#### Natural-language object grounding data

= Beginning of Section =

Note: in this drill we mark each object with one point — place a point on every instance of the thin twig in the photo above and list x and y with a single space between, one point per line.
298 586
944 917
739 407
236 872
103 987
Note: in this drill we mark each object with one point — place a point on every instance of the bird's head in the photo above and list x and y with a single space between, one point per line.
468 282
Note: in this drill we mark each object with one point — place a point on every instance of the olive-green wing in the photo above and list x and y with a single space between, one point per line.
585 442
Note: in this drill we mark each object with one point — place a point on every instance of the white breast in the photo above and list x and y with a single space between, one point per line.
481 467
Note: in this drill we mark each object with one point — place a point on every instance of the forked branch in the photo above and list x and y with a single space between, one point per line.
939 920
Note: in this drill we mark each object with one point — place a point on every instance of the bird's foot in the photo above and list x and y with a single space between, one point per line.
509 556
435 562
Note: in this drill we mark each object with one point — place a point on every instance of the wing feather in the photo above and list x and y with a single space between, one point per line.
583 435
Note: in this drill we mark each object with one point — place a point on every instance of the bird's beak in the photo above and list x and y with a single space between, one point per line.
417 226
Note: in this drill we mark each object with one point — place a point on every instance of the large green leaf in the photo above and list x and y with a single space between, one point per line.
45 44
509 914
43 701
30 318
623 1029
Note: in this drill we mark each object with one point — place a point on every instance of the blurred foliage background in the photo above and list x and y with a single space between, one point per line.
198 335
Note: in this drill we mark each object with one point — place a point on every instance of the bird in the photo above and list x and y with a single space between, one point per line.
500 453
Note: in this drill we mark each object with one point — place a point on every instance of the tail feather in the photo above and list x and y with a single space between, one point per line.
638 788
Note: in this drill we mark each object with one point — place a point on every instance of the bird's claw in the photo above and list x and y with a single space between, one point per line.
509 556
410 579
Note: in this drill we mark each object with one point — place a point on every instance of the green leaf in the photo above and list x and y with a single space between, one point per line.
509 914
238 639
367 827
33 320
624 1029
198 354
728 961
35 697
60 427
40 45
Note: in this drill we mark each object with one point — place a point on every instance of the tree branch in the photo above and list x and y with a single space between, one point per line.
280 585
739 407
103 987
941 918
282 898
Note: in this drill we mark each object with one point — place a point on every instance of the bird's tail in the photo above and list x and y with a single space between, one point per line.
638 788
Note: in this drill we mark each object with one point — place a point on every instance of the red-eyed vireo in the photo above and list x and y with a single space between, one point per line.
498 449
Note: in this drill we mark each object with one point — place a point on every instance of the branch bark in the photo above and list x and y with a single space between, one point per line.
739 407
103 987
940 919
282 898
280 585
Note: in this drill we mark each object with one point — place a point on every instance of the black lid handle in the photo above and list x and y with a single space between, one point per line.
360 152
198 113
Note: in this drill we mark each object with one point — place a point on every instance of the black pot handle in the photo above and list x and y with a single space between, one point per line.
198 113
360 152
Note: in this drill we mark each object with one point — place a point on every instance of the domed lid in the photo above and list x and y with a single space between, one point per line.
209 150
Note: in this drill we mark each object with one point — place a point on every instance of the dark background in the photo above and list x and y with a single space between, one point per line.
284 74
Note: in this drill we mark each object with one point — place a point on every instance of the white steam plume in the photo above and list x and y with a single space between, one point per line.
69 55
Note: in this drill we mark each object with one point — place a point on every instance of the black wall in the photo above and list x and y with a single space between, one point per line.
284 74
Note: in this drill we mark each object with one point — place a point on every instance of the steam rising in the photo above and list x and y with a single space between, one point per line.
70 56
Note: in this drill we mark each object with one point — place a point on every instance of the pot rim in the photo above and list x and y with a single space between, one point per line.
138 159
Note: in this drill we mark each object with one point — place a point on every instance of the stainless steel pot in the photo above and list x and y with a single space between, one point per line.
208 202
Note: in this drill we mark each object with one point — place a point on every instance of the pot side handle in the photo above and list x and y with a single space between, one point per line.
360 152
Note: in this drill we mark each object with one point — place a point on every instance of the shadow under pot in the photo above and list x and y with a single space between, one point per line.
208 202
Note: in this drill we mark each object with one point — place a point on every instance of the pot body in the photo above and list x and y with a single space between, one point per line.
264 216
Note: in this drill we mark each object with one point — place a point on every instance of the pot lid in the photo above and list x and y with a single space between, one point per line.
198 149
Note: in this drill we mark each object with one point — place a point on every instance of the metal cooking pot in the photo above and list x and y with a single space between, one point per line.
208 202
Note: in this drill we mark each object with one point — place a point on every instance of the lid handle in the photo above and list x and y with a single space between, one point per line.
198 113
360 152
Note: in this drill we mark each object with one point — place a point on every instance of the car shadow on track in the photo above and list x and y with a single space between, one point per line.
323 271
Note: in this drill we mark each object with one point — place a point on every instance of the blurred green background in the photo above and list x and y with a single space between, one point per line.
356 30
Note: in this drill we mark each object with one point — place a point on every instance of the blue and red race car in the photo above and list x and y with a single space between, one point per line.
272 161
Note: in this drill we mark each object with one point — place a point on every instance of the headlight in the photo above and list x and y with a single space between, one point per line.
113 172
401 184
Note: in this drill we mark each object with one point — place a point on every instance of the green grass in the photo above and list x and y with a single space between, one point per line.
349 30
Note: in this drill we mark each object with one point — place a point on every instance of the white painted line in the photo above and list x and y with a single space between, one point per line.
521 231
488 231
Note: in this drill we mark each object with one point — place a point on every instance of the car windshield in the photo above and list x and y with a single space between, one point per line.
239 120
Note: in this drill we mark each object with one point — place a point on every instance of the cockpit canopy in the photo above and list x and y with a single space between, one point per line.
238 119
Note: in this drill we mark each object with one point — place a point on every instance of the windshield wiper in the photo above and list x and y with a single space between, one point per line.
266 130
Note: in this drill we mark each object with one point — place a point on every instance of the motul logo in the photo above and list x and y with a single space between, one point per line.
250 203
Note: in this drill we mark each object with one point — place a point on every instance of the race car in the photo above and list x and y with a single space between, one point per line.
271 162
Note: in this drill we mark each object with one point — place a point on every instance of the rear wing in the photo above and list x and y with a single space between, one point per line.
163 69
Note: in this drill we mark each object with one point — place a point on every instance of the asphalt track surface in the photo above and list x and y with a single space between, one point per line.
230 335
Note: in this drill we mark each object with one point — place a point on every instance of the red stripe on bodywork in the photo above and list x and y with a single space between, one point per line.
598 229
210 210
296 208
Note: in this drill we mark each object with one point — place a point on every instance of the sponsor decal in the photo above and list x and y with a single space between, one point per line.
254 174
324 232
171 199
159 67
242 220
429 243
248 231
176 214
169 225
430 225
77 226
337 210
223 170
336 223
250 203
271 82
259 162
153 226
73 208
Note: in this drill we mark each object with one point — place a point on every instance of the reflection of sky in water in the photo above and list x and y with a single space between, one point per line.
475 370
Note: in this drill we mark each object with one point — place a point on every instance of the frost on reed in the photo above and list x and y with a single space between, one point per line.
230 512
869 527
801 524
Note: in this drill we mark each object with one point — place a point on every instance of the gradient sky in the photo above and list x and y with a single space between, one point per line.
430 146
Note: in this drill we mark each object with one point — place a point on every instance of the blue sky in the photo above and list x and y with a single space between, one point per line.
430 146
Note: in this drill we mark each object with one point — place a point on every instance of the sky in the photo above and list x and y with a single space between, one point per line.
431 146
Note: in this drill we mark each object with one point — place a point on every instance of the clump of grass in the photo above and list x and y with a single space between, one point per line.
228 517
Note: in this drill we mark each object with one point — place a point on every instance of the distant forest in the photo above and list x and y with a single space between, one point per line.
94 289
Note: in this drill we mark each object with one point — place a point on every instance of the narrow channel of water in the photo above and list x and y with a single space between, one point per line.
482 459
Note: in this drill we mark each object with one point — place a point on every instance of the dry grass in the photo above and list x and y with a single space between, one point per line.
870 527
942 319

= End of Section =

#### WORK REQUEST
Write every line of the entries again, word for word.

#### RESPONSE AREA
Note: in this drill we mark each object with one point — place a point on every instance of the thin twig in the photo above and list x and y with a single space between, one point per line.
298 586
944 917
739 407
236 872
103 987
Note: in this drill we mark each object with one point — place a point on every instance of the bird's head in the photo above and list x and y with a single space between, one point per line.
468 282
Note: in this drill we mark each object with one point — place a point on every instance of the olive-green wing in the photo above and list x and y with a single space between, one point per line.
585 442
Note: in this drill we mark each object with one point — place a point on every instance of the white breast in the photo above and list x and y with a single space between, one point per line.
481 467
Note: in this drill we mark each object with one point — place a point on every instance of the forked branch in the photo above and list x and y with a single space between, one point per line.
939 920
Note: in this drill we mark each object with one point — place a point on every instance of the bird's foot in the photo above and list x and y with a single space between, one point per line.
509 556
435 562
Note: in this drill we mark each object with one point — place a point on every instance of the wing feather in the photo above and list x and y with a single space between, one point per line.
583 435
Note: in this drill we mark each object with one point — place a point on every instance of the bird's beak in the photo above and list x and y with a single space between, one point per line.
417 226
Note: in this drill we mark each object with one point — place a point on every instance of the large green leaf in the photo above and list x and y with a single space between, one point per line.
45 44
509 914
43 701
30 318
623 1029
Note: in this drill we mark each object with one point — place a point on every instance of the blurred foliage background in the photo above and list x and y with a single space between, one point per line.
198 335
Note: in this drill we mark each object with one point — place a point on every instance of the bird in the photo above and list x and y with a single space between, one point per line.
500 453
Note: in this drill we mark each object with one point — place a point on every instance of the tail feather in the photo above and list x and y with a single space between, one point per line.
638 788
Note: in this drill we mark each object with one point — place a point on every instance of the bird's claw in the photo above and list x and y with a single space between, one point per line.
509 556
410 579
Note: in this drill we mark each object with one point — place a point on every instance of the green leaf in the photo above and list x and y with a single space between, one point per line.
509 914
238 639
367 827
33 320
624 1029
198 354
728 961
35 697
60 427
40 45
Note: in this drill we mark each object with one point — place a point on every instance of the tree branch in the photo above and list x and y with a single space between, one point per line.
280 585
739 407
103 987
941 918
282 898
Note: in this drill we mark each object with one point — place a point on every instance of the bird's tail in the photo above and list x and y with a single space between, one point per line.
638 788
Note: in this drill we mark each object with one point — place a point on every instance of the red-eyed vireo in the photo above and list x and y with a single space between, one point per line.
498 449
Note: in this drill we mark each object with one point — place a point on every instance of the branch bark in the photo above and list x and y with a single space between, one point per line.
739 407
103 987
940 919
282 898
280 585
Note: in this drill we mark each object with one point — place a point on every instance of the black lid handle in the photo above and list x and y with a single space between, one point per line.
360 152
198 113
Note: in this drill we mark each object with one point — place a point on every instance of the black pot handle in the photo above and list x and y with a single space between, one point per line.
198 113
360 152
Note: in this drill we mark each object with one point — place a point on every instance of the domed lid in the photo above and list x and y with a single space between, one point per line.
209 150
Note: in this drill we mark each object with one point — place a point on every instance of the dark background in the photo above and list x and y with a single space between, one point per line.
284 74
Note: in this drill we mark each object with one point — place a point on every instance of the white steam plume in the photo above and list x and y with a single space between, one point per line.
69 55
Note: in this drill we mark each object with one point — place a point on every instance of the black wall in the photo above and list x and y with a single space between, one point per line.
284 74
Note: in this drill we mark each object with one point — place a point on every instance of the steam rising in the photo above and list x and y with a single space between, one point per line.
70 56
Note: in this drill we mark each object with one point — place a point on every instance of the pot rim in the photo above and list x and y with a single space between, one point per line.
138 159
Note: in this drill we mark each object with one point — place a point on every instance of the stainless steel pot in the photo above and list x and y with a single space between, one point per line.
208 202
Note: in this drill we mark each object with one point — place a point on every instance of the pot side handle in the photo above and list x and y with a single space between, one point per line.
360 152
Note: in this drill we mark each object with one point — place a point on every instance of the shadow under pot in the photo above and list x and y with a single space between, one point per line.
208 202
Note: in this drill we mark each object with one point — place a point on every instance of the pot body in the photo above and list x and y with a single space between, one point per line.
264 216
Note: in this drill we mark each object with one point — place a point on every instance of the pot lid in the photo above and list x and y with a single space between, one point per line.
198 149
Note: in this drill we mark each object with one point — place a point on every instance of the metal cooking pot in the photo above and list x and y with a single space between, one point per line.
208 202
Note: in this drill we mark each object with one point — place a point on every instance of the lid handle in the photo above and list x and y with a single space between, one point per line.
198 113
360 152
Note: in this drill we mark each object with one point — place a point on every instance of the car shadow on track in the photo above and list x and y with a single space between, one point per line.
323 271
Note: in this drill we mark each object with one point — place a point on every instance of the blurred green background in the photo above and list x and y with a single space between, one point per line.
356 30
Note: in this drill we mark each object with one point — place a point on every instance of the blue and red race car in the photo above and list x and y with a single space between, one point per line.
272 161
Note: in this drill we mark each object with one point — place a point on every instance of the headlight in the photo above and list x and y with a single space between, one point per line.
113 172
401 184
Note: in this drill we mark each object with one point — place a point on every instance of the green grass in the photo above and list x and y with a single space between, one point per line.
349 30
Note: in this drill we mark each object with one point — place a point on every instance of the white painted line in the photo above and list x and y with a single space between, one point per line.
521 231
488 231
Note: in this drill we mark each object with one point — place a point on every instance of the car windshield in the photo above and list x and y with a single space between, one point per line.
239 120
Note: in this drill we mark each object with one point — place a point on every instance of the cockpit canopy in the photo above and list x and y with a single space between, one point per line.
238 119
Note: in this drill we mark each object with one point — place a point on every instance of the windshield wiper in the photo above and list x and y with a single space between, one point per line.
266 130
Note: in this drill we mark each object with one point — place a point on every instance of the motul logo in the photo above and list x and y with a single space between, one point per line.
250 203
Note: in this drill we mark each object with one point — place a point on every instance of the race car in the photo above and list x and y with a single space between, one point per line.
271 162
Note: in this drill we mark each object with one point — place a point on every instance of the rear wing in the photo above and list x and y with a single space between, one point per line.
163 69
Note: in this drill we mark each object with one point — place a point on every instance of the asphalt track surface in the photo above and list x and y with a single space between, one point per line.
230 335
Note: in this drill we mark each object with one point — place a point on every instance of the red stripe on bodywork in the photo above and list x and y with a single space between, one point per line.
598 229
210 210
296 208
Note: in this drill we mark each object with one point — place a point on every instance of the sponsor decal in the photo above and list x and y with a single space between, one point per line.
254 174
324 232
171 199
159 67
242 220
429 243
248 231
176 214
169 225
430 225
77 226
337 210
223 170
336 223
250 203
271 82
259 162
153 226
73 208
Note: in this drill we mark each object with one point — place a point on every instance of the reflection of sky in water in the photo above and list x and y with a single space between, one point per line.
475 370
Note: in this drill we mark each object with one point — place a point on every instance of the frost on reed in the photo above and list x and y with a single space between, one point per line.
230 512
869 527
801 524
Note: in this drill we mark each object with one point — place a point on every instance of the gradient sky in the photo above and list x and y with a single space between, one point per line.
430 146
Note: in this drill we mark each object with one point — place a point on every instance of the blue sky in the photo above and list x and y with a single space between, one point per line.
430 146
Note: in this drill we mark each object with one point — place a point on every instance of the sky in the photo above and list x and y with a single space between, one point per line.
431 146
Note: in this drill we mark each object with one point — place a point on every instance of the clump of grass in the photo above and list x and y with a single space between, one point per line.
228 517
Note: in this drill we mark each object with one point — place a point on every instance of the distant forest in the photo above and list x and y with a single space between, one point per line.
94 289
Note: in this drill we mark each object with one point — place a point on every instance of the narrow channel of water in the photo above and list x and y with a single space between, one point per line.
482 459
Note: in this drill we mark each object with one point — place a point on every instance of the dry grass in the photo above and list x and y with a single space between, one point per line.
870 527
942 319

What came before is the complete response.